Copy the listing below, switching every "pointer" to "locator" and leaving everything else unchanged.

◆ INPUT ROWS
______________________________

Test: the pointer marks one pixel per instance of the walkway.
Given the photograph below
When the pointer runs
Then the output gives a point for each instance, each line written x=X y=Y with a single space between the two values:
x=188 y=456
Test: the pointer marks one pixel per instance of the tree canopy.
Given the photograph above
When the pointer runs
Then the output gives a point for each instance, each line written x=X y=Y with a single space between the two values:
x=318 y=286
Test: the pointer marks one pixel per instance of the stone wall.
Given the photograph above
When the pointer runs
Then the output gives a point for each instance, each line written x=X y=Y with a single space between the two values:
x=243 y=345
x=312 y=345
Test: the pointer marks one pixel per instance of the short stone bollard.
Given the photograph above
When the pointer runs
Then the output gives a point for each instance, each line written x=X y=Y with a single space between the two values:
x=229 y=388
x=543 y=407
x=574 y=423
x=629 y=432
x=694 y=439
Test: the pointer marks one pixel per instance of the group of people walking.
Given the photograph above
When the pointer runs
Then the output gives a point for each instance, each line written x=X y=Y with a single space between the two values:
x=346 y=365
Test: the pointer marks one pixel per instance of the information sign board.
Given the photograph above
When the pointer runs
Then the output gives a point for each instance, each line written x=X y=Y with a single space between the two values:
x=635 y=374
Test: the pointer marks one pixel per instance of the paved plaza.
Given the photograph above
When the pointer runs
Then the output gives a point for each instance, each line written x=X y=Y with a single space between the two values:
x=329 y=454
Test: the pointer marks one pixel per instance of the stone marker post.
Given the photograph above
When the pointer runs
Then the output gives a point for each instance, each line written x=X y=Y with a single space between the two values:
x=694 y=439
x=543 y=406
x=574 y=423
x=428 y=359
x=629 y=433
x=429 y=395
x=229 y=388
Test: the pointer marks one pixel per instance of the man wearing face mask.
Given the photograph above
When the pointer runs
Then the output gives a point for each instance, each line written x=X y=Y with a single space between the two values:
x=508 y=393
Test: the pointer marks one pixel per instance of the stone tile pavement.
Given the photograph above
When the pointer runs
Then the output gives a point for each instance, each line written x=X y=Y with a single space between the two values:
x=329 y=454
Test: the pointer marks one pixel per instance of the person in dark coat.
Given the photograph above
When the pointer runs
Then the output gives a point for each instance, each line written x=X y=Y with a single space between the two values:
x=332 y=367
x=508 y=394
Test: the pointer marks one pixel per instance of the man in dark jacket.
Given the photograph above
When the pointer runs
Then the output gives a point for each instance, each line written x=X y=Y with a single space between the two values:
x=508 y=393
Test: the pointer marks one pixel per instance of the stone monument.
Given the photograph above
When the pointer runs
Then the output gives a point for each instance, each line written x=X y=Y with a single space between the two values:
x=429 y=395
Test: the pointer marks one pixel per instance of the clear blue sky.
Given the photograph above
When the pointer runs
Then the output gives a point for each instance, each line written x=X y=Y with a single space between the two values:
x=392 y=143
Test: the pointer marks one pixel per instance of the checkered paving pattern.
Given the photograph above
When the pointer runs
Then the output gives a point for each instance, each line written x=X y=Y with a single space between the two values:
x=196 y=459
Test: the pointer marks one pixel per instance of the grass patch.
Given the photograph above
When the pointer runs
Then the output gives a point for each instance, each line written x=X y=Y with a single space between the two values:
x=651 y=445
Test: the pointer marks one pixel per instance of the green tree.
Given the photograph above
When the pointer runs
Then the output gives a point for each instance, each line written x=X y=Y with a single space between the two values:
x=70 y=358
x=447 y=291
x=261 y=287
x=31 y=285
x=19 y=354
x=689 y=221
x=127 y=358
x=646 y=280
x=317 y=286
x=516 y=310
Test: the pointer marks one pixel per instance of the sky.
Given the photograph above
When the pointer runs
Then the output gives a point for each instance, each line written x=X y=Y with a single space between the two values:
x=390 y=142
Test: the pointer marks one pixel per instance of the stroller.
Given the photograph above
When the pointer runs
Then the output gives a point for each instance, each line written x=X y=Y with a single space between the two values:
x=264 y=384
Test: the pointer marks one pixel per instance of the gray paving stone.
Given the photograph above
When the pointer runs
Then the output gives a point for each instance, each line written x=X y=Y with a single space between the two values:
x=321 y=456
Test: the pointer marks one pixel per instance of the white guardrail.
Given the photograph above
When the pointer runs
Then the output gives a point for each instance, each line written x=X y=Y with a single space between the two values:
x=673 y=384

______________________________

◆ EXPECTED ANSWER
Test: the locator marks one pixel per instance of the walkway.
Given the photograph below
When the locator runs
Then the output gives a point for each instance, each line written x=X y=Y with a single space between the two values:
x=188 y=456
Test: the locator marks one pixel per instance of the tree canopy.
Given the photograph above
When the locator runs
Then the output gives a point for each instance, each line written x=X y=Y with a single space between the two values:
x=318 y=286
Test: the locator marks one pixel per instance of the stone wall.
Given the photograph above
When the locator runs
Then the output gives a point for each instance, each line written x=X y=Y with a single space between the two values:
x=243 y=345
x=312 y=345
Test: the locator marks one pixel per instance of the short stone bollard.
Given the photograph above
When the locator runs
Then the output gives a point for each instance, each line written x=X y=Y with a single space between the two values:
x=229 y=388
x=543 y=407
x=574 y=423
x=629 y=432
x=694 y=439
Test: the locator marks one pixel per instance of the group of people walking.
Given the photograph above
When the locator runs
Then the output gives a point for each instance, each line written x=X y=Y with a single space between the two values:
x=346 y=365
Test: the locator marks one pixel per instance of the information sign board.
Given the photograph above
When the locator runs
Then the output gives a point for each instance, each line written x=X y=Y with a single space between the two values:
x=635 y=374
Test: the locator marks one pixel per instance of the paved plaza.
Given the photograph above
When the locator runs
Then the output gives a point for each instance, each line written x=X y=Y with a single space between the two values:
x=329 y=454
Test: the locator marks one pixel per instance of the stone marker post.
Given the photograph above
When the locator runs
Then the output gives a point for each instance, each line written x=X y=Y with a single space between the two values:
x=694 y=439
x=543 y=406
x=574 y=423
x=428 y=359
x=629 y=433
x=429 y=395
x=229 y=388
Test: the locator marks one pixel per instance of the man wearing face mask.
Given the photograph above
When the locator runs
Then the output gives a point for each instance, each line written x=X y=Y with a single space between the two values:
x=508 y=393
Test: the locator marks one pixel per instance of the stone tile pavement.
Given the photograph above
When the locator runs
Then the output gives a point for each instance, each line written x=X y=Y with a single space between the two values:
x=329 y=454
Test: the locator marks one pixel per instance of the person in dark coat.
Given the photograph above
When the locator runs
Then the output gives a point for each instance, each line written x=X y=Y with a single space between the two values:
x=332 y=367
x=508 y=394
Test: the locator marks one pixel per instance of the man in dark jacket.
Given the photograph above
When the locator runs
Then the output gives a point for each instance, each line written x=X y=Y with a single space between the two values:
x=508 y=393
Test: the locator marks one pixel per instance of the stone monument.
Given the photograph above
When the locator runs
Then the output gives a point for each instance, each line written x=X y=Y with a single space between the two values:
x=429 y=395
Test: the locator marks one pixel per instance of the clear blue sky.
Given the photograph above
When the locator runs
Then the output gives a point for each instance, each line written x=X y=Y with a single space between the two values:
x=392 y=143
Test: the locator marks one pixel per instance of the checkered paving pattern.
Given the photograph above
When the locator runs
Then the output gives a point for each instance, each line written x=X y=Y with a single space between the two values:
x=196 y=459
Test: the locator marks one pixel per instance of the grass patch.
Given the photograph above
When the locator runs
Then the output gives a point for each instance, each line written x=X y=Y with a single space between the two values:
x=651 y=445
Test: the locator marks one pixel per instance of the green tree.
Given the photograph above
When the locator runs
Then the output gives a point for each instance, each line written x=X y=Y with a single space between the two values:
x=70 y=358
x=447 y=291
x=261 y=287
x=31 y=285
x=19 y=354
x=689 y=221
x=127 y=358
x=646 y=280
x=317 y=286
x=516 y=310
Test: the locator marks one pixel per instance of the sky.
Given the photograph above
When the locator runs
Then the output gives a point for each instance, each line written x=X y=Y with a single space between the two values:
x=390 y=142
Test: the locator marks one pixel per instance of the stroller.
Given the photograph above
When the locator runs
Then the output gives a point for each instance, each line written x=X y=Y with a single space between the two values:
x=264 y=384
Test: the locator marks one pixel per instance of the gray paving stone.
Given the photograph above
When the locator runs
Then the output gives a point for each instance, each line written x=X y=Y with a single space between the two values:
x=321 y=456
Test: the locator marks one pixel per instance of the white guardrail.
Given the photograph above
When the locator runs
Then the output gives a point for each instance, each line written x=X y=Y with a single space between the two values:
x=673 y=384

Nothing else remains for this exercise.